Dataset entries
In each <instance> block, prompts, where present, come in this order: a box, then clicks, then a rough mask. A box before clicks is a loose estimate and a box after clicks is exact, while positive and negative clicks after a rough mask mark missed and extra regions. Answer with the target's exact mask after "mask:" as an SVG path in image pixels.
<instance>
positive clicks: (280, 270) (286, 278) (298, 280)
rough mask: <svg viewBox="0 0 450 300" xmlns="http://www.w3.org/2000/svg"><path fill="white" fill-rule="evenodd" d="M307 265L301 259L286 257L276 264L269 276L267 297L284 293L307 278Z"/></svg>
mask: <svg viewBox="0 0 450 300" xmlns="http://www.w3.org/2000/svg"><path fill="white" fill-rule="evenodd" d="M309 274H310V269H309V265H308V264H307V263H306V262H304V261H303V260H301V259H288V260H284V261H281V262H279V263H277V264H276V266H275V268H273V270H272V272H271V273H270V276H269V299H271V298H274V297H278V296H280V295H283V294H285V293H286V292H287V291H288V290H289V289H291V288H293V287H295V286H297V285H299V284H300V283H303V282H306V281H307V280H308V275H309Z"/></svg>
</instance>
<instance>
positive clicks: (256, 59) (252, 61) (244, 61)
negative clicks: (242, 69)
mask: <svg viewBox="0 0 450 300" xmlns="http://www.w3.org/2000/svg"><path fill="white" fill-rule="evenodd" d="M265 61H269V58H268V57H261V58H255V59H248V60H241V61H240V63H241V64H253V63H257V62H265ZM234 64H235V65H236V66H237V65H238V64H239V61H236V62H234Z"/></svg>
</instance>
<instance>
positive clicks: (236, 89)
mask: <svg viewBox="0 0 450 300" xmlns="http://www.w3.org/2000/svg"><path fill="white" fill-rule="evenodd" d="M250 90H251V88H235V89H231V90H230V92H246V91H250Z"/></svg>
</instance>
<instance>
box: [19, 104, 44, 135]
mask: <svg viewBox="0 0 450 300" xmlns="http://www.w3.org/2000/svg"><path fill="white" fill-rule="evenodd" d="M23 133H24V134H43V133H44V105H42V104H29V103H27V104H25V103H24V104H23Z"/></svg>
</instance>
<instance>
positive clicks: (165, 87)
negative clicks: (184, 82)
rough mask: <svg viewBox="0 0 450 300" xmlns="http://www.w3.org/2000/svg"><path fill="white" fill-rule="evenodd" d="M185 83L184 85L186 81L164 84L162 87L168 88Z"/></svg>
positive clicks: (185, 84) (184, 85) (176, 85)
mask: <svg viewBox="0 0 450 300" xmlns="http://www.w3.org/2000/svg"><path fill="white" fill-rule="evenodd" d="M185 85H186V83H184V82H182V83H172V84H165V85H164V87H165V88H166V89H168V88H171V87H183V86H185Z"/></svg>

**EXERCISE DETAILS**.
For this exercise, write all the records out again exactly.

**EXERCISE ANSWER**.
In each <instance> block, prompts, where present, come in this order: a box, then clicks, then a rough mask. A box before clicks is a loose estimate and a box after clicks is exact, while positive and negative clicks after a rough mask mark missed and extra regions. Answer with the target's exact mask after "mask:" as an SVG path in image pixels.
<instance>
positive clicks: (280, 270) (286, 278) (298, 280)
rough mask: <svg viewBox="0 0 450 300" xmlns="http://www.w3.org/2000/svg"><path fill="white" fill-rule="evenodd" d="M307 265L301 259L286 257L276 264L269 276L267 297L284 293L307 278Z"/></svg>
mask: <svg viewBox="0 0 450 300" xmlns="http://www.w3.org/2000/svg"><path fill="white" fill-rule="evenodd" d="M309 274H310V269H309V265H308V264H307V263H306V262H304V261H303V260H301V259H288V260H284V261H281V262H279V263H277V264H276V266H275V268H273V270H272V272H271V273H270V276H269V299H271V298H274V297H278V296H280V295H283V294H285V293H286V292H287V291H288V290H289V289H291V288H293V287H295V286H297V285H299V284H300V283H303V282H306V281H307V280H308V275H309Z"/></svg>
</instance>
<instance>
positive clicks: (256, 59) (252, 61) (244, 61)
negative clicks: (242, 69)
mask: <svg viewBox="0 0 450 300" xmlns="http://www.w3.org/2000/svg"><path fill="white" fill-rule="evenodd" d="M265 61H269V58H268V57H261V58H255V59H248V60H241V61H240V63H241V64H253V63H257V62H265ZM234 64H235V65H236V66H237V65H238V64H239V61H236V62H234Z"/></svg>
</instance>
<instance>
positive clicks: (236, 89)
mask: <svg viewBox="0 0 450 300" xmlns="http://www.w3.org/2000/svg"><path fill="white" fill-rule="evenodd" d="M250 90H251V88H235V89H231V90H230V92H246V91H250Z"/></svg>
</instance>
<instance>
box: [19, 104, 44, 135]
mask: <svg viewBox="0 0 450 300" xmlns="http://www.w3.org/2000/svg"><path fill="white" fill-rule="evenodd" d="M23 133H24V134H43V133H44V105H42V104H29V103H27V104H25V103H24V104H23Z"/></svg>
</instance>
<instance>
positive clicks: (165, 87)
negative clicks: (184, 82)
rough mask: <svg viewBox="0 0 450 300" xmlns="http://www.w3.org/2000/svg"><path fill="white" fill-rule="evenodd" d="M185 83L184 85L186 81L164 84L162 87L168 88Z"/></svg>
positive clicks: (185, 84) (184, 85) (176, 85)
mask: <svg viewBox="0 0 450 300" xmlns="http://www.w3.org/2000/svg"><path fill="white" fill-rule="evenodd" d="M185 85H186V83H184V82H182V83H172V84H165V85H164V87H165V88H166V89H168V88H171V87H183V86H185Z"/></svg>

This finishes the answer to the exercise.